Set problem 1:
Which lines of the records below contain the word "vest"? Report each of those lines in full.

==== Selected text ====

Sobti turned female characters into real creatures with verve and grit who did not shy away from expressing their sexual desires.
Mukul Dube/Wikimedia Commons

The famed Hindi novelist Krishna Sobti’s death in Delhi on 25 January brings to mind one of her many works Daar Se Bichhudi (Fallen from a tree branch). Throughout her rich literary career, Sobti had been perched on a much higher vantage point compared with many of her contemporaries.

Sobti was one among a remarkable group of writers including Devendra Satyarthi, Bhisham Sahni and Upendra Nath Ashk, who migrated from what became Pakistan. While all of them wrote in Hindi, rather than their mother tongue Punjabi, many of their characters had Punjabi names and carried the anguish and pain of the Partition. Yet, none of them betrayed any lack of faith in the idea of India or an urge to stray from the path of secularism.

Sobti’s works, from the novel Mitro Marjani to her lively memoir Ham Hashmat and her magnum opus Zindaginama, are fitting testaments of her unparalleled craft, sagacity and tall stature in the pantheon of Hindi writers. Her works, translated into many Indian and foreign languages, were received with great warmth and appreciation the world over.

Throughout her life, she wrote about women in an unreservedly candid way and a matter-of-fact, simple style. Her characters are so sharply distinct that her readers, while journeying with them, almost forget that in India, their mannerisms may well amount to moral digressions and ethical waywardness. At least some of these readers would be able to find around them some real-life reminders of Sobti’s female characters, who grapple with the bondages of society on a daily basis. And yet, they try to live on their own terms.

==== Listed entries ====

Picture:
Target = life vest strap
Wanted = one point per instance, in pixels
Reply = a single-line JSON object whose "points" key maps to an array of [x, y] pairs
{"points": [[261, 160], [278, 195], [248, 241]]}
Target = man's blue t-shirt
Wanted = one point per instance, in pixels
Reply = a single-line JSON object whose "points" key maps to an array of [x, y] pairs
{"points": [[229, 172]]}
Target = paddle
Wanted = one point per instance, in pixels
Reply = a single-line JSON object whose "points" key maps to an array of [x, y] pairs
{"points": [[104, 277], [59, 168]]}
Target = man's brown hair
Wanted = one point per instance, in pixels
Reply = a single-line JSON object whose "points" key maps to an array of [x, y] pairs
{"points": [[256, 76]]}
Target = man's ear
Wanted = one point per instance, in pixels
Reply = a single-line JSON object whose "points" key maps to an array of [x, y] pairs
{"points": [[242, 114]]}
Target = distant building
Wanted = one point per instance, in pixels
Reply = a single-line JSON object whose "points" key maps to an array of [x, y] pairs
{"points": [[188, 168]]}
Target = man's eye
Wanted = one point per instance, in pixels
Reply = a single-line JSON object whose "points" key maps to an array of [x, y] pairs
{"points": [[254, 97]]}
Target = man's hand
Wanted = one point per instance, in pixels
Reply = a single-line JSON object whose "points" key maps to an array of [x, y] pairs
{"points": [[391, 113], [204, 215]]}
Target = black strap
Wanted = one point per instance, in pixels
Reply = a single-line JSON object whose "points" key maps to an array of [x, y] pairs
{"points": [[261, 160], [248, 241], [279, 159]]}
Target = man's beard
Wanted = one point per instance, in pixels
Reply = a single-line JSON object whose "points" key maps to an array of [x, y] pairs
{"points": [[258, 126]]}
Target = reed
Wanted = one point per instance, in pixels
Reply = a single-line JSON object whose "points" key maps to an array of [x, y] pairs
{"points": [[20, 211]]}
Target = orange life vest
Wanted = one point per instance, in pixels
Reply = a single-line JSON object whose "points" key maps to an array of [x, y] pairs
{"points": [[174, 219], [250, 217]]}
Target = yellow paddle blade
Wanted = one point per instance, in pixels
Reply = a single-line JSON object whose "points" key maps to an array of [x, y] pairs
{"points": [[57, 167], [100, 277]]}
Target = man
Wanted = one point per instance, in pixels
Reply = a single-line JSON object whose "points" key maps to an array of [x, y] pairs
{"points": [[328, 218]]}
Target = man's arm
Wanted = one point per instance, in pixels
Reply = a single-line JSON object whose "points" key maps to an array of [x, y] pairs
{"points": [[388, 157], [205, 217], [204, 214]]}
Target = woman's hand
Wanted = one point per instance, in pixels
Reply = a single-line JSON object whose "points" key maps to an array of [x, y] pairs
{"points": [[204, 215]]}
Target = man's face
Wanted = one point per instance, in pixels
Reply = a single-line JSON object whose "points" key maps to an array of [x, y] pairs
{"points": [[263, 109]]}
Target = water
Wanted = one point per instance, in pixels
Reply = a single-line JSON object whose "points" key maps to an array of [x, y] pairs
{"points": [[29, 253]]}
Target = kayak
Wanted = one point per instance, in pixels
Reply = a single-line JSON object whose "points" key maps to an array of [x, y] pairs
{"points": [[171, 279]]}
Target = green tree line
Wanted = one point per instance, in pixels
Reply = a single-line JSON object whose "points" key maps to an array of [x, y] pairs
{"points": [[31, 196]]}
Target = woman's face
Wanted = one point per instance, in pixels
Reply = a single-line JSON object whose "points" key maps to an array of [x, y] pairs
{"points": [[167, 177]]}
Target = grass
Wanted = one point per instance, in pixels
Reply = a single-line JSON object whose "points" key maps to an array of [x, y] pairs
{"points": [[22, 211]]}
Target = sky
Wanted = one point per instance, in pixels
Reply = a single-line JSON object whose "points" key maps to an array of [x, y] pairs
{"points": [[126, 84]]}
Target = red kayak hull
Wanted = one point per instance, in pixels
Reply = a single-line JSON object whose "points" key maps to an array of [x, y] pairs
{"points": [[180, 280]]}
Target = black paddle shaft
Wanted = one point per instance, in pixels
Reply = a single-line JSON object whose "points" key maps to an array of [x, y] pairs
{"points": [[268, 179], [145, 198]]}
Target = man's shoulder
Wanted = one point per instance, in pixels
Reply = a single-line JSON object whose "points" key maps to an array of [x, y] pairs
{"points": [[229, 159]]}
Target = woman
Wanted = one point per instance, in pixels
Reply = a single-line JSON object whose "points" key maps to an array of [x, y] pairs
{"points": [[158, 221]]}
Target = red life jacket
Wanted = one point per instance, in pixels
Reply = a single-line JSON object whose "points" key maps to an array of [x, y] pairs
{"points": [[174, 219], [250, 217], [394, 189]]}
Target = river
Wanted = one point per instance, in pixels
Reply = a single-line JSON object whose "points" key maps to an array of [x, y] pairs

====

Set problem 2:
Could you carry the article on Krishna Sobti above forward, writing the next part after its final sentence?

Right answer 1:
Target = life vest strap
Target = orange life vest

Right answer 2:
Mitro Marjani (1967) heralded a paradigm shift in Hindi literature, because Sobti created a female protagonist with all her sexuality and its myriad connotations intact. Mitro served as the proverbial pebble to stir the stagnant waters in the pool of Hindi writing.

This is not to say that women were always suppressed in the works of earlier Hindi writers. Some of them did have self-esteem and tried to chart an independent existence.

But what they lacked was resistance and the will and courage to rebel. It was Sobti who turned women into real creatures with verve and grit who did not shy away from expressing their sexual desires. Indeed, this was an assault on the misogyny of ages that brought to mind Norwegian playwright Henrik Ibsen’s A Doll’s House (1879) which, in a different way, had once heralded the age of realism in far-off Europe.

Closer home, Ismat Chughtai had broken sexual barriers for women by writing the famed story Lihaf (Quilt) in Urdu in 1942. Chughtai was just 10 years older than Sobti but it took 25 long years for Mitro Marjani to arrive after Lihaaf. Both were called daringly bold works ahead of their times, as the two great writers depicted women’s dignity and sexuality shorn of the shy inhibitions in the literature of the past.

Like Chughtai, Sobti also challenged the deeply entrenched morality that worked against women but it would be wrong to read her writing through a feminist lens alone. For Hindi readers, she opened a wide window against and despite misogyny by portraying women in shapes and roles other than that of a goddess to be deified or a pliant vessel to do man’s bidding — Sobti’s real-life characters yearned for as liberated an existence as could be aspired for by any man.

Among her Hindi readers and admirers, Sobti was much more than a writer. It is rare for Hindi writers to question the dominant trends of the times, including those dictated by the powers that be. Sobti never put awards and honours above a writer’s pride. Resistance to intolerance and arrogance flowed in her blood. She is known to have spurned awards and joined protests despite being on a wheelchair. In 2015, she was among the writers who returned their Sahitya Akademi awards to protest the Dadri lynching and the murder of writer M.M. Kalburgi.

She came out to denounce the 1984 massacre of Sikhs in Delhi, demolition of Babri Masjid in 1992 and the Gujarat riots in 2002. She had also opposed the expulsion of Bangladeshi writer Taslima Nasreen by West Bengal’s Left Front Government at a time many left-leaning writers preferred to remain silent about the act by what they thought was a friendly regime.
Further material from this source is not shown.